## Data supplied

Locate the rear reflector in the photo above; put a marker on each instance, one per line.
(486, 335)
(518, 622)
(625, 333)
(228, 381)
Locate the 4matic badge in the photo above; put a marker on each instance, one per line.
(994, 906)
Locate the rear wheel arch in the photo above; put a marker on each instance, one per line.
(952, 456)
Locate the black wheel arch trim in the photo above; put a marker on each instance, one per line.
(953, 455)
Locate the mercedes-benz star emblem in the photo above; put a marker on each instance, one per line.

## What is asked
Copy every one of the records above, word for word.

## Result
Locate the rear reflector in the photo above; put a marker on each instance, one per line.
(486, 335)
(518, 622)
(625, 333)
(228, 381)
Locate the 4matic badge in the photo above; put a marker on each instance, one per line.
(994, 906)
Locate the rear wheel arch in the photo above; put a marker on each instance, one per line.
(952, 456)
Locate the black wheel arch trim in the photo above; put a marker on each instance, one per line.
(953, 455)
Locate the mercedes-benz star emblem in the photo above; put a marker on each instance, one per line.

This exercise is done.